-- Start Material to process --

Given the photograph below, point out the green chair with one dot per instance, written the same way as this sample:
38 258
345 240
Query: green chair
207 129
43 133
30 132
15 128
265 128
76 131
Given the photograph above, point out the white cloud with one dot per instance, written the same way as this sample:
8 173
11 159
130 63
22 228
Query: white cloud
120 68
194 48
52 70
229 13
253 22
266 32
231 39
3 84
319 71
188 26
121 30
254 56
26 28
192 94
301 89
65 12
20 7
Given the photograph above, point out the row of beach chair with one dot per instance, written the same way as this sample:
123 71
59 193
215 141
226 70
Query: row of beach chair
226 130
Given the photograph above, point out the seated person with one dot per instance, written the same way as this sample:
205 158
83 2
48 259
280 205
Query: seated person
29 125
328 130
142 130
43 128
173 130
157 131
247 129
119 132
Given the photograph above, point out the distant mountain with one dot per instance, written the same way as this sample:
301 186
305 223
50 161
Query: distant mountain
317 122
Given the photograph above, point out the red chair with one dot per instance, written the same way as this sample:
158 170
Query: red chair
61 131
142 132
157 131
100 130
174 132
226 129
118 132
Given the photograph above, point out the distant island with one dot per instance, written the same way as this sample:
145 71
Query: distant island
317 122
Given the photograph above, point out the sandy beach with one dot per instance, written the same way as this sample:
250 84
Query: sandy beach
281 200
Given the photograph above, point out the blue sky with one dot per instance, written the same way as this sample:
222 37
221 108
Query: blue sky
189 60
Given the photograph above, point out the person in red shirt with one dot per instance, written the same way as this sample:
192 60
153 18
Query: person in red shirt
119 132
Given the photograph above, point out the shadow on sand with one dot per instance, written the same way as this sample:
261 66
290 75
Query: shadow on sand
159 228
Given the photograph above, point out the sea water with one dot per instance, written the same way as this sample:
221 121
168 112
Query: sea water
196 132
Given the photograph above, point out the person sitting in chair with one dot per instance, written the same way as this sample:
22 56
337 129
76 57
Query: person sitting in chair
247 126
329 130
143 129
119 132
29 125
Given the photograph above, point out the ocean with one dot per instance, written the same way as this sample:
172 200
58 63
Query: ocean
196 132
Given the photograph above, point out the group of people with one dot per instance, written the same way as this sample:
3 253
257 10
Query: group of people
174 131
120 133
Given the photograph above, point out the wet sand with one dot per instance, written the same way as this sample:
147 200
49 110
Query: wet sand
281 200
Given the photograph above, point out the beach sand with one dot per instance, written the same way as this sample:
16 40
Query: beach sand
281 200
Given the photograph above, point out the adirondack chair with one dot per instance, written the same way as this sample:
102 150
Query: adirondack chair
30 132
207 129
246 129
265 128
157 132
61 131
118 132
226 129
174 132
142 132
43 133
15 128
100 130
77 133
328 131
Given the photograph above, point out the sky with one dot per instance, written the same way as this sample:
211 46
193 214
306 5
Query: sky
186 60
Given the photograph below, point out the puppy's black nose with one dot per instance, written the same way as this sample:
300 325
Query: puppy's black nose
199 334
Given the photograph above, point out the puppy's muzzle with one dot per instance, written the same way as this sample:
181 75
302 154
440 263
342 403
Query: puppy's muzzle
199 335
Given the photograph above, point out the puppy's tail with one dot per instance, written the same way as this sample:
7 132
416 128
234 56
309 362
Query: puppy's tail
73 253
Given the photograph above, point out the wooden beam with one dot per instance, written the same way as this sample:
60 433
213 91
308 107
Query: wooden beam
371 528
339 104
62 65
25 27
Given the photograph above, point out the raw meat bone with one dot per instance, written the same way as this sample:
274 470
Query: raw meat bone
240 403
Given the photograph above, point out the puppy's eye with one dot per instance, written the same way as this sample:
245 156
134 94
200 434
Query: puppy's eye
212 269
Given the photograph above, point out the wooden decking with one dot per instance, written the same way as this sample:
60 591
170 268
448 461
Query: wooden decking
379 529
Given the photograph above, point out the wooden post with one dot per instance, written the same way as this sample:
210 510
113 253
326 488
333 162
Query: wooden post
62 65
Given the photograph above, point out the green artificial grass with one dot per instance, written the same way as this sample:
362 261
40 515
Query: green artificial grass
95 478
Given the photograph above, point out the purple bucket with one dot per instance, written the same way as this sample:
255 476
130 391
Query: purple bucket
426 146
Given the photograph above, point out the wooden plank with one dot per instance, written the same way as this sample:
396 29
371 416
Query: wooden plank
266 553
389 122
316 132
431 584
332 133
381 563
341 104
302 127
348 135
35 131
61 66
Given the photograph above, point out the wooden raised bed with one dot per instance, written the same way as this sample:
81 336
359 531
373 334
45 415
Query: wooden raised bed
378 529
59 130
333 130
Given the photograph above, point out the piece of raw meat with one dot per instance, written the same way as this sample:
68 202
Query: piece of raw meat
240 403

-- End Material to process --

[Written request]
Would you give the material above again, complete and exact?

[Solution to the problem]
Given the photograph below, point out the green chair with one dot per instance, written the same way as this sample:
38 258
345 240
Query: green chair
207 129
43 133
30 132
15 128
265 128
76 131
Given the photograph above, point out the white cloud with one dot per instance, written the same way as this sample:
8 173
11 159
130 63
22 228
Query: white cloud
120 68
194 48
52 70
229 13
253 22
266 32
231 39
3 84
319 71
188 26
121 30
254 56
26 28
192 94
301 89
65 12
20 7
Given the photograph above, point out the row of beach chair with one dot per instance, written the same way as this sample:
123 71
59 193
215 141
226 70
Query: row of beach chair
226 130
Given the photograph above, point out the seated person with one dot per instance, written the same way as this sample:
205 158
83 2
48 259
280 205
Query: seated person
29 125
328 130
142 130
43 128
173 130
157 131
247 129
119 132
Given the photograph above, point out the distant mountain with one dot per instance, written the same way as this sample:
301 186
305 223
50 161
Query: distant mountain
317 122
Given the photograph above, point out the red chair with one dot per instance, written the same way as this sample:
158 170
Query: red chair
61 131
142 132
157 131
100 130
174 132
226 129
118 132
Given the photograph above, point out the distant island with one dot per instance, written the same way as this sample:
145 71
Query: distant island
317 122
Given the photograph above, point out the sandy beach with one dot per instance, written the same way as this sample:
250 84
Query: sandy beach
281 200
Given the photograph above, point out the blue sky with one dot per instance, written the same way as this sample:
222 37
221 108
Query: blue sky
189 60
Given the photograph above, point out the person in red shirt with one dot per instance, written the same way as this sample:
192 60
153 18
Query: person in red shirt
119 132
Given the photograph above, point out the shadow on sand with one dot per instance, written the same way as this sample:
261 66
290 75
Query: shadow on sand
159 228
Given the photograph above, point out the sea water with one dot per instance, written the same way as this sample:
221 121
168 112
Query: sea water
196 132
Given the photograph above, point out the person sitting in chair with one dot per instance, written the same way as this sample:
22 56
337 129
76 57
Query: person sitting in chair
247 126
329 130
143 129
119 132
29 125
Given the photograph above, point out the ocean with one dot per instance, written the same way as this sample:
172 200
58 63
Query: ocean
196 132
Given the photograph above, point out the group of people with one dot per instance, written the same way as this sample:
3 253
257 10
Query: group of people
174 131
120 133
Given the photograph above, point out the wet sand with one dot per instance, written the same way as this sample:
147 200
49 110
Query: wet sand
281 200
Given the photograph above, point out the beach sand with one dot per instance, written the same way as this sample:
16 40
Query: beach sand
281 200
Given the photograph above, point out the adirondack chair with one dot per instance, written the same way as this sample:
102 150
Query: adirondack chair
30 132
207 129
246 129
265 128
157 132
61 131
118 132
226 129
174 132
142 132
43 133
15 128
100 130
77 133
328 131
Given the photograph above, point out the sky with one dot per instance, written the same way as this sample:
211 46
193 214
306 5
Query: sky
186 60
Given the photograph below, point out the puppy's black nose with one dot per instance, written the same way as this sample:
300 325
Query: puppy's black nose
199 334
Given the photograph above, point out the puppy's muzzle with one dot per instance, written the same way as this sample:
181 75
302 154
440 263
342 403
Query: puppy's muzzle
199 335
Given the photograph above, point out the puppy's tail with one dot per instance, written the same way as this sample:
7 132
416 128
234 56
309 362
Query: puppy's tail
73 253
Given the photograph above, point out the wooden beam with one dot per instance, written the same way as this sample:
60 433
213 91
308 107
Query: wooden beam
371 528
339 104
62 65
25 27
Given the photograph above, point out the raw meat bone with one dot per instance, written the same way as this sample:
274 470
Query: raw meat bone
240 403
Given the photograph above, point out the puppy's eye with one dot per instance, written the same way as this sample:
245 156
134 94
200 434
Query: puppy's eye
212 269
Given the photograph above, point out the wooden decking with one dot per instance, written the same way as this sample:
60 591
170 268
448 461
Query: wooden decking
379 529
Given the photograph above, point out the wooden post with one dot per instance, written the same way as this sample:
210 510
113 253
326 488
333 162
Query: wooden post
62 65
Given the photograph above, point out the green artificial grass with one dot per instance, written the same way as this sample:
362 261
40 515
Query: green artificial grass
95 478
Given the photograph above, point out the purple bucket with one dot per instance, written the same way as this sample:
255 476
130 391
Query: purple bucket
426 146
Given the photograph above, point out the wooden plank with one dot per instance, written the same way as this sample:
396 29
371 416
Query: wooden plank
266 553
389 122
316 132
431 584
332 133
381 563
341 104
302 127
348 135
35 131
61 66
Given the photograph above, point out the wooden raised bed with one dot per instance, written the same way as this sample:
81 336
359 531
373 334
45 415
Query: wooden raised bed
378 529
59 130
333 130
Given the photograph above, point out the piece of raw meat with one dot per instance, written the same way as this sample:
68 202
Query: piece of raw meat
240 403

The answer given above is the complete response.